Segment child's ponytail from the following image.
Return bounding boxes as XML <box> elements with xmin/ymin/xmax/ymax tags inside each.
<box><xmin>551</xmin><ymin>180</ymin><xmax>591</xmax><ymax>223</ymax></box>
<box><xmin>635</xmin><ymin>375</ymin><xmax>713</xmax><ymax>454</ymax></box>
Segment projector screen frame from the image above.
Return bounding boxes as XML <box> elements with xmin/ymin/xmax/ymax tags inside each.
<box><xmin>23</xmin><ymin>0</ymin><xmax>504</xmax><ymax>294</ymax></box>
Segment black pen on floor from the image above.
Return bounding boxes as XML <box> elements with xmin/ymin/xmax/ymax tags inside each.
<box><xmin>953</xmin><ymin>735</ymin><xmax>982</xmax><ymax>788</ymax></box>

---

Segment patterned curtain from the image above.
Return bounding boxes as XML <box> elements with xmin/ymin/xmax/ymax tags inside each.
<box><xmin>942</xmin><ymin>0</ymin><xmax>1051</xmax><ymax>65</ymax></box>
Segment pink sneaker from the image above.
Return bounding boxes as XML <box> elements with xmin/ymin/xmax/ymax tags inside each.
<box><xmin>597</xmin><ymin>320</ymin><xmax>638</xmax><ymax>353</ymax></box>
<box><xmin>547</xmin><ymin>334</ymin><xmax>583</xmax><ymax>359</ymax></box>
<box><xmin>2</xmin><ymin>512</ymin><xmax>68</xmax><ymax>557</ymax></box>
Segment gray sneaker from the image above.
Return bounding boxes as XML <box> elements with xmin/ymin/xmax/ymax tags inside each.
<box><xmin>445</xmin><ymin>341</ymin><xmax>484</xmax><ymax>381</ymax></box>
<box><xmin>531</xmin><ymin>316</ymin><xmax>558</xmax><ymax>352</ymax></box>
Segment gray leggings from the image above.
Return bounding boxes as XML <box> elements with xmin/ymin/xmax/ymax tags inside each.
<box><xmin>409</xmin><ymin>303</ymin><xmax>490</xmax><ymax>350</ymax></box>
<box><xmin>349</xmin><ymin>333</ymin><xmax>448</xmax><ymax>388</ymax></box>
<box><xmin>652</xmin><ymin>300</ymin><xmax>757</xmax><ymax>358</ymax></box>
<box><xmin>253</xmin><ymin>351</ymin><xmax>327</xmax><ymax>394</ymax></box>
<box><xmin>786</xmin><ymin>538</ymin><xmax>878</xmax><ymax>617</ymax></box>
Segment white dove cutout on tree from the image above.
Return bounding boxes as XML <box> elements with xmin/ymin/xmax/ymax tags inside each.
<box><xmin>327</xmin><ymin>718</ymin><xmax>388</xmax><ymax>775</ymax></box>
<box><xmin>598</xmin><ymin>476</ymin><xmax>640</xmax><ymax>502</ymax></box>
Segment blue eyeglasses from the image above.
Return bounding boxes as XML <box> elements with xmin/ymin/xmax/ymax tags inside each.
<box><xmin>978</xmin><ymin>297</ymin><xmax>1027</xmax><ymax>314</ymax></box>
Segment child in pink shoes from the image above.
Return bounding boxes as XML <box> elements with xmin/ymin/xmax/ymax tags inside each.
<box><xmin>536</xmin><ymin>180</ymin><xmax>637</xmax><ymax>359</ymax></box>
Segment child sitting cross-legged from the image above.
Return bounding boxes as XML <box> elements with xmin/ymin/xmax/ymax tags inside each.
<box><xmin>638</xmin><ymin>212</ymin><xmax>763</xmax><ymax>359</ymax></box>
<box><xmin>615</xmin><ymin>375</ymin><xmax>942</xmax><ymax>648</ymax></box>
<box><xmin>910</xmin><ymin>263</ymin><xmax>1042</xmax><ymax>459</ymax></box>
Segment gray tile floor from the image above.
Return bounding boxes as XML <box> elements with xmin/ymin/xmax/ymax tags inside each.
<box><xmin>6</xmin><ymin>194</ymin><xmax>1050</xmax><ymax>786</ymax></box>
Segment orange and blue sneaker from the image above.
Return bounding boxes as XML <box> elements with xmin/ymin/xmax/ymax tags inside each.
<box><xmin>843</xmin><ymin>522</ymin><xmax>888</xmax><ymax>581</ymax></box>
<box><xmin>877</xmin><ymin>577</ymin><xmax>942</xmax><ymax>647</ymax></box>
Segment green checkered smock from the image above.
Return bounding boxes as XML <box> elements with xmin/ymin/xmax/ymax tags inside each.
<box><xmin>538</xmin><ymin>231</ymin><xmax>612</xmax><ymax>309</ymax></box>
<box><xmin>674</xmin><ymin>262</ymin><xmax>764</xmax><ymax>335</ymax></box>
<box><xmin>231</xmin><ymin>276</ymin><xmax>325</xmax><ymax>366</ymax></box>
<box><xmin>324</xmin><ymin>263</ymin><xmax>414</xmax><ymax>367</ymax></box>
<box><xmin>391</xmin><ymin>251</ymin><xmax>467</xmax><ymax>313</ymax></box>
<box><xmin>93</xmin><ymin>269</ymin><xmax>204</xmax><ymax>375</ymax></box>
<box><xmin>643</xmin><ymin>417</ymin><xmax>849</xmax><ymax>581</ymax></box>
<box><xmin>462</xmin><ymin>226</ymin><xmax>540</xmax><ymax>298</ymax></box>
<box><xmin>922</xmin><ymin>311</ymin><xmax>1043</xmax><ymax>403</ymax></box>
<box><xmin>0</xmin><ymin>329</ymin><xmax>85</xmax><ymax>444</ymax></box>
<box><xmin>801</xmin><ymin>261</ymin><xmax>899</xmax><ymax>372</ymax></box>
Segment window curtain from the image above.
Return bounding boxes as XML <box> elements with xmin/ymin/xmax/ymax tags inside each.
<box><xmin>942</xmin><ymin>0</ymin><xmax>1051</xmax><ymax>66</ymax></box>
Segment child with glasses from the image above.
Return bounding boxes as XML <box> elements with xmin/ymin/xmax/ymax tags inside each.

...

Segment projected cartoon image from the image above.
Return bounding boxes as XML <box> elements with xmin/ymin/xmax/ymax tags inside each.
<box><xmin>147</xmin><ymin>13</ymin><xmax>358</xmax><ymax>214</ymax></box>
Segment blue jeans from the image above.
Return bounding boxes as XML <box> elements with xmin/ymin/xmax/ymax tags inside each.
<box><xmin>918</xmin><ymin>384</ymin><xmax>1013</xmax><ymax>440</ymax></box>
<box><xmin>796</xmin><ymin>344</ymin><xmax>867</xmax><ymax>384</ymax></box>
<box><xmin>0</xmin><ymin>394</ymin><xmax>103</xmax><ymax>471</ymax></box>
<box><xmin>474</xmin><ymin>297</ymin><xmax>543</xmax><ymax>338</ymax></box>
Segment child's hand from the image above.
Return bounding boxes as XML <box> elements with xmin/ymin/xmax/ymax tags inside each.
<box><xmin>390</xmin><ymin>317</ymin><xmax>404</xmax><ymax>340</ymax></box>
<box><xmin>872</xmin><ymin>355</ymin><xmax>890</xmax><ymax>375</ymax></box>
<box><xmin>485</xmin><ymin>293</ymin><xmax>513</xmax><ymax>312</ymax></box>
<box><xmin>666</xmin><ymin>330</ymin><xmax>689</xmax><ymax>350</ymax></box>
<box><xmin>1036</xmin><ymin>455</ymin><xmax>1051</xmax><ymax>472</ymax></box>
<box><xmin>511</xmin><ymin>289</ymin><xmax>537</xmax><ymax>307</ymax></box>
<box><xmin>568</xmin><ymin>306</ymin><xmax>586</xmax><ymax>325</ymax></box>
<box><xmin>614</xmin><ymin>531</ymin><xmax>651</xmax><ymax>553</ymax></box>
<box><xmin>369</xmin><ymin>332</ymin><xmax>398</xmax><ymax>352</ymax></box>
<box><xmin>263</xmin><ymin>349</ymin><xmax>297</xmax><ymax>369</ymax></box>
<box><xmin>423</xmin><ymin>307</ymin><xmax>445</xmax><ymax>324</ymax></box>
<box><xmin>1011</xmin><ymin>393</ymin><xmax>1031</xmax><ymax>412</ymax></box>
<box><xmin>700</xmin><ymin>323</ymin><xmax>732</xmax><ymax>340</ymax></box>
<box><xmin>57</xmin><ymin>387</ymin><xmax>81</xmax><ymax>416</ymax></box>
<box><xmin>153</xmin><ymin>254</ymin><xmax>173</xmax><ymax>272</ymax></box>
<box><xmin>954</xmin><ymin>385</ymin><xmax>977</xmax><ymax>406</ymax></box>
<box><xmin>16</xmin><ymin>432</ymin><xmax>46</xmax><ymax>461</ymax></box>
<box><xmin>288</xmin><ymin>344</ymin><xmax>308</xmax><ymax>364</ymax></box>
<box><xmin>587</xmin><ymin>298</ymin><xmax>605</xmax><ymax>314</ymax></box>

WORK INSTRUCTIONS:
Scan the material above for lines that contain the string "pink", and copy each such line.

EXERCISE SOLUTION:
Segment pink sneaker from the image above.
Segment child in pink shoes from the image above.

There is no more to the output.